TASK DESCRIPTION
Repeat the records. Keep every word and mark exactly as it is.

[Stored data]

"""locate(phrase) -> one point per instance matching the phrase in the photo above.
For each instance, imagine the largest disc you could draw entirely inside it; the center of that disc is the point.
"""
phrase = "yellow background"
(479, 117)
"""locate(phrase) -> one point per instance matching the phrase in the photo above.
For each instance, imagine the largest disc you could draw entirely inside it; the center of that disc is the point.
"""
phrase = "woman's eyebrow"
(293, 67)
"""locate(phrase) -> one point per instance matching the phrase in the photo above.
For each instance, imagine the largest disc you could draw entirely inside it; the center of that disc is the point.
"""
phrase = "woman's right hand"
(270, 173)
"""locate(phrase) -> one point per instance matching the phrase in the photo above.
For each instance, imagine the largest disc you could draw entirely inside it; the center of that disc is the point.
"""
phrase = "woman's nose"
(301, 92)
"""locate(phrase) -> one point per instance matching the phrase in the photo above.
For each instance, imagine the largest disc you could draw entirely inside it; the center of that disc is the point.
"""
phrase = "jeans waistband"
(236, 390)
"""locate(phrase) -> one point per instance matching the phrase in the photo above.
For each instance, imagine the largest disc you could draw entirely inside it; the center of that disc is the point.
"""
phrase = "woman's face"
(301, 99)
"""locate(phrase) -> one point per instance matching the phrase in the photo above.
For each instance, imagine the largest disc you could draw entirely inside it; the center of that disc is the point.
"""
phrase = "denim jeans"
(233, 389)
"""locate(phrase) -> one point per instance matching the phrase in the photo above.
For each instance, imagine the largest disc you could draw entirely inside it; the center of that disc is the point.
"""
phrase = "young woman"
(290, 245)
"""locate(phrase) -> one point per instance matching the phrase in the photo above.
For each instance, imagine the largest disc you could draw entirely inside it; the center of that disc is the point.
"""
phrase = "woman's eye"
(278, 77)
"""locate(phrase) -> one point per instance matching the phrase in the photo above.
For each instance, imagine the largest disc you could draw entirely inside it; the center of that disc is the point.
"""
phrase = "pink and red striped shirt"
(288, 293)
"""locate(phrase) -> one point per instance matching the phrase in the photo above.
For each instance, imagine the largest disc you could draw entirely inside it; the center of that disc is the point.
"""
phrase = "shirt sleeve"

PROBLEM SOLUTION
"""locate(phrase) -> one point per instance matching the phrase in the photo above.
For each instance, imagine the largest disc you could draw entirely inside it; the center of that disc is the point.
"""
phrase = "yellow background"
(479, 117)
"""locate(phrase) -> one point per instance matching the phrase in the photo above.
For each instance, imagine the largest disc you could draw entirely inside it; the center of that disc is the point.
"""
phrase = "woman's eyebrow"
(293, 67)
"""locate(phrase) -> one point per instance matching the phrase in the photo above.
For each instance, imagine the largest disc you could draw entirely inside it; the center of that disc is the point.
"""
phrase = "woman's right hand"
(270, 173)
"""locate(phrase) -> one point per instance matching the phrase in the photo above.
For each instance, imagine the largest disc you could draw entirely inside it; the center of that disc is the point.
"""
phrase = "woman's nose"
(301, 92)
"""locate(phrase) -> one point per instance matching the phrase in the photo above.
For each instance, imagine the largest disc you could draw entirely inside it; the center of that disc is the point.
"""
phrase = "jeans waistband"
(236, 390)
"""locate(phrase) -> one point per instance matching the phrase in the photo above.
For each instance, imagine the largest disc you could draw entirely inside it; the center of that disc is the point.
"""
phrase = "woman's face"
(301, 99)
"""locate(phrase) -> one point per instance matching the phrase in the photo above.
For each instance, imagine the largest disc you could draw entirely inside it; the center of that disc is the point.
"""
phrase = "denim jeans"
(233, 389)
"""locate(phrase) -> one point per instance matching the phrase in the photo above.
For each instance, imagine the largest disc you could draw entirely inside it; the center of that disc is the point.
"""
phrase = "young woman"
(290, 245)
"""locate(phrase) -> one point per instance matching the phrase in the photo above.
For each instance, imagine the largest disc you could draw entirely inside it; the center of that disc is the point.
"""
phrase = "woman's eye"
(278, 77)
"""locate(phrase) -> one point per instance matching the phrase in the photo above.
For each instance, imagine the largest disc you could draw entirely inside it; the center of that disc is the point.
"""
phrase = "pink and red striped shirt"
(288, 293)
"""locate(phrase) -> one point per instance matching the phrase in the photo above.
For each instance, imagine the largest disc you could draw entirely inside it; the center of that disc is the point.
"""
phrase = "shirt sleeve"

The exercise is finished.